— What is being asked —
Please scale the data starting with the line that contains "Annotate every instance of the closed" and going on through the end of the data, rewriting each of those lines with its labeling request and multiplying every point coordinate in the answers by 2.3, rounded to a whole number with halves going up. Give only those lines.

— Records provided —
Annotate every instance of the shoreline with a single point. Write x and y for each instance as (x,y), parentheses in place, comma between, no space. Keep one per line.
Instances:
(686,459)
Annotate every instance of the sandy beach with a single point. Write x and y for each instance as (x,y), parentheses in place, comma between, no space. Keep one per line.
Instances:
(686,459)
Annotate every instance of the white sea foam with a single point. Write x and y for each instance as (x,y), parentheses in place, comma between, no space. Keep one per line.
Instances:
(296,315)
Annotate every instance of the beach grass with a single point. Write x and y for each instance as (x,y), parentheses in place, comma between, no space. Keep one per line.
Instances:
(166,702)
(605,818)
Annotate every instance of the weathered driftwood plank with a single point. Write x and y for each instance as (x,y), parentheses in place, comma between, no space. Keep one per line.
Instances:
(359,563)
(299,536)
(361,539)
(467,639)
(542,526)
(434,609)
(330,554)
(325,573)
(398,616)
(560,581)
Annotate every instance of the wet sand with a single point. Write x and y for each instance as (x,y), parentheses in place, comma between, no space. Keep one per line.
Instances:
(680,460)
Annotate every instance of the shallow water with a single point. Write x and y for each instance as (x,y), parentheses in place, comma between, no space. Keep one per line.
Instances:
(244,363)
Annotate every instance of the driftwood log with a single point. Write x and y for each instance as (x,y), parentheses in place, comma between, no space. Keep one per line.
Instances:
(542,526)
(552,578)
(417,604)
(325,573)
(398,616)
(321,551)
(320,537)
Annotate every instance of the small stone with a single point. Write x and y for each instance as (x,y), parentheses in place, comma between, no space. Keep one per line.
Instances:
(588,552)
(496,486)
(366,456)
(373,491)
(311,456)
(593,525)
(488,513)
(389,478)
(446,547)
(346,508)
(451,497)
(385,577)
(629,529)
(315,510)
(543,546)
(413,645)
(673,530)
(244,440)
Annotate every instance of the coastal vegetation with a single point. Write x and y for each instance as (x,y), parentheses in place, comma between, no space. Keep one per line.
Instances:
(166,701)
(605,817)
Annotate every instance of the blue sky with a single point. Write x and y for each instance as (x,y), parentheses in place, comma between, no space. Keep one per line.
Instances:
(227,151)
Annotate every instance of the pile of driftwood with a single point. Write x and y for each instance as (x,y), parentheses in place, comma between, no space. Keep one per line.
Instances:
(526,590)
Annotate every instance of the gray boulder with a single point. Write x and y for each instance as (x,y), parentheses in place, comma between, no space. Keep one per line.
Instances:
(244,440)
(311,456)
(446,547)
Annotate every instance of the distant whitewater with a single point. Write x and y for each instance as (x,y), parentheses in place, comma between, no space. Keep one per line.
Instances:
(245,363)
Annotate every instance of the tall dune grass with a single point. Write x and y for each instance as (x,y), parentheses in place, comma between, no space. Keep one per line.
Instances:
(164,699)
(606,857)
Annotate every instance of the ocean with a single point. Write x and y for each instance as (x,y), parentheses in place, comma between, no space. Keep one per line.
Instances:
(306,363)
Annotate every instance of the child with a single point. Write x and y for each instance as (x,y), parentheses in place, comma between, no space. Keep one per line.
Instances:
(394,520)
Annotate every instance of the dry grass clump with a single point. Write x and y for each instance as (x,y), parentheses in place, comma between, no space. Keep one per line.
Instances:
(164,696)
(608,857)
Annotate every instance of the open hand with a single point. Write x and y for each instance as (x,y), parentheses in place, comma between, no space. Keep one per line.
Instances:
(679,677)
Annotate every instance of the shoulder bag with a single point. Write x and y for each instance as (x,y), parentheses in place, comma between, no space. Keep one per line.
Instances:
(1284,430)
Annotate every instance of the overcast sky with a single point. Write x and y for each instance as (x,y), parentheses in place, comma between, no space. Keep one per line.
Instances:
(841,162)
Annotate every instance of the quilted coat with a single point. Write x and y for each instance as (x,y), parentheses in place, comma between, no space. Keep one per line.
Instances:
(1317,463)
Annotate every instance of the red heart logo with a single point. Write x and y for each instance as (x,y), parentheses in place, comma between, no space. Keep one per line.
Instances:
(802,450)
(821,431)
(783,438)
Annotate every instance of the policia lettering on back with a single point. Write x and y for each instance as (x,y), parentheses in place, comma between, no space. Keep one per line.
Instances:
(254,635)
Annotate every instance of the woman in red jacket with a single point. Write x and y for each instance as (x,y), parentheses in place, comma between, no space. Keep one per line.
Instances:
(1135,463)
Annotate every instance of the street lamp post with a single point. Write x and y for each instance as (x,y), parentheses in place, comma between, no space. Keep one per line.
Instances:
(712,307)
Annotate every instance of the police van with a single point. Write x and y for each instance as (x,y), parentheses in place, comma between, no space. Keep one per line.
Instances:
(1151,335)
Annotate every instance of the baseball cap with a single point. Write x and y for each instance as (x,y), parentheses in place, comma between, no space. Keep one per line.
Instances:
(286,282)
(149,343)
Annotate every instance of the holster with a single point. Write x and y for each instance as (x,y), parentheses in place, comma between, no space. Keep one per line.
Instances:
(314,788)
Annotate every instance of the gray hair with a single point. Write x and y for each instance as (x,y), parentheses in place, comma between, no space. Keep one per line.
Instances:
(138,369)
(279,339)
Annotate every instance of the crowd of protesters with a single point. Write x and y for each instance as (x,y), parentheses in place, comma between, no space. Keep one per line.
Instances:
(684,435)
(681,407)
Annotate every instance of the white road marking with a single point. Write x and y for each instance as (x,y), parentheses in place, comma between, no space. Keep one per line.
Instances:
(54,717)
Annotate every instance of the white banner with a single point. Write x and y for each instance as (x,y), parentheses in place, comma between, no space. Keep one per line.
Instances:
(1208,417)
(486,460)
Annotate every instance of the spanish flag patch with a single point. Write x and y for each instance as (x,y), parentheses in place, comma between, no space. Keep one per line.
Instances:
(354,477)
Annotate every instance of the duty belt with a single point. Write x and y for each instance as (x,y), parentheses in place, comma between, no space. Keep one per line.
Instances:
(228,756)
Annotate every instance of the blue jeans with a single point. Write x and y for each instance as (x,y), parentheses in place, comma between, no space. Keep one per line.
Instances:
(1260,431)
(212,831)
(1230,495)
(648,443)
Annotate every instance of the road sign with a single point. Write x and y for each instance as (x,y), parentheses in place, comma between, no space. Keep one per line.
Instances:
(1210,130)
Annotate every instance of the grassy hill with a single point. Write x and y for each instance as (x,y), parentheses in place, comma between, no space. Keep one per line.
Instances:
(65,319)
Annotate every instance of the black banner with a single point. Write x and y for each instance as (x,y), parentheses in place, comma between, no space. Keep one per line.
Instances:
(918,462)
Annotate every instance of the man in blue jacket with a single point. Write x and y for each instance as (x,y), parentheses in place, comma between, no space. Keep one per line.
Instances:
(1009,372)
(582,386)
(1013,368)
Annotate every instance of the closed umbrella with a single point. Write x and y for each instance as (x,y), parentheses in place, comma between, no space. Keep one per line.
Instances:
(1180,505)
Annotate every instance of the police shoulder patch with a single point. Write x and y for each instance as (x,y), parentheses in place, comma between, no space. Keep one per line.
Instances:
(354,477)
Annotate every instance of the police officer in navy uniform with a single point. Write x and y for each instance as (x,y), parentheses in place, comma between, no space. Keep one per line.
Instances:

— Result for this task —
Annotate every instance of the closed umbrella with a single point. Write x and y for each instance as (x,y), parentheses in place, comma between, no space. Keep one per line.
Instances:
(2714,1162)
Annotate every instance of the police shoulder patch with a single point. Write x and y for each instance as (x,y), parentheses in place, comma between, no space. Keep one per line.
Instances:
(814,1097)
Annotate every instance of the police officer in navy uniform with a single point. Write x and y for each instance as (x,y), parentheses in place, comma between, no space. Keep one per line.
Instances:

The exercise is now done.